[[ Reading text open ]]

- Born: Alfred Schmitz Shadd c. 1869 Raleigh Township, Ontario, Canada
- Died: March 9, 1915 Winnipeg, Manitoba, Canada
- Resting place: Mount Pleasant Cemetery
- Education: University of Toronto (School of Medicine)
- Occupations: Educator; doctor; journalist; farmer; politician;
- Spouse: Janet Stevenson Simpson ​ ​(m. 1907)​
- Children: 2
- Parent(s): Garrison William Shadd (father) Harriet Poindexter Shadd (mother)
- Relatives: Abraham Doras Shadd (grandfather) Mary Ann Shadd (aunt)

= Alfred Schmitz Shadd =

Canadian educator, doctor, journalist, farmer, politician (1869-1915)

Alfred Schmitz Shadd (c. 1869 – March 9, 1915) was a Canadian educator, doctor, journalist, and politician. Born into a family of black abolitionists and activists, he is best known for being the first black doctor in the Prairies. He was the owner and editor of The Carrot River Journal, a weekly newspaper in Melfort, Saskatchewan, which he ran from 1908 to 1912. He died in 1915 of appendicitis.

== Early life ==
Alfred Schmitz Shadd was born in Raleigh Township, Ontario to his mother Harriet Poindexter Shadd in 1869 or 1870. His father, Garrison William Shadd, was a farmer. Shadd's grandfather was the African-American abolitionist Abraham Doras Shadd. His aunt, Mary Ann Shadd, was a lawyer, publisher, and anti-slavery activist. He was educated at a racially segregated school in Chatham.

[[ Reading text closed ]]

> _Required tasks_:
A – Answer these questions from the Shadd biography:
(i) Which weekly newspaper did Shadd own and edit?
(ii) What was his father's occupation?
(iii) Where is he buried?
B – Write the next part of the Shadd biography, picking up after its last sentence.
The lines have no connection to the Shadd biography.

[[ Data below open ]]

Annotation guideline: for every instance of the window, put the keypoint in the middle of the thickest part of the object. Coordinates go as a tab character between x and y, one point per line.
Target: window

[[ Data below closed ]]

> _Answer list_:
A –
(i) The Carrot River Journal
(ii) Farmer
(iii) Mount Pleasant Cemetery

B –
== Education ==
Shadd enrolled into the University of Toronto to pursue a medical degree. While at the University of Toronto, he was a member of Trinity College. Within that duration of time, he had financial constraints which prevented him from completing his degree in 1896. Following that, he took up a role as a teacher at Carrot River Settlement in the Northwest Territories (present-day Kinistino, Saskatchewan) to gather funds. He made his way back to the University of Toronto medical school to complete his degree after a year spent teaching. In 1898, he graduated with honors in his medical degree.

== Career ==

Shadd became a teacher at the North Buxton School and Shreve School by 1891. By 1893, he had become the principal of the King Street School in Chatham. He returned to Carrot River Settlement after graduating in 1898, becoming the first black doctor in the Prairies. He would later move to Melfort, Saskatchewan. As a farmer, he was the pioneer of growing crab apple trees and mixed farming practices in his vicinity. In 1908, he purchased a newspaper in Prince Albert and moved it to Melfort, renaming it to The Carrot River Journal. Shadd served as the owner and editor until selling it in 1912.

== Family ==
On December 13, 1907 he married Jeanette Simpson, with whom he had two children, named Garrison and Louena.

== Politics ==
Shadd was a Conservative who contested and lost for the position of a territorial candidate in Kinistino in 1902. He contested again for Saskatchewan's first legislature under the Provincial Rights Party in 1905. He lost that contest as well by 52 votes. He would serve on the town council of Melfort.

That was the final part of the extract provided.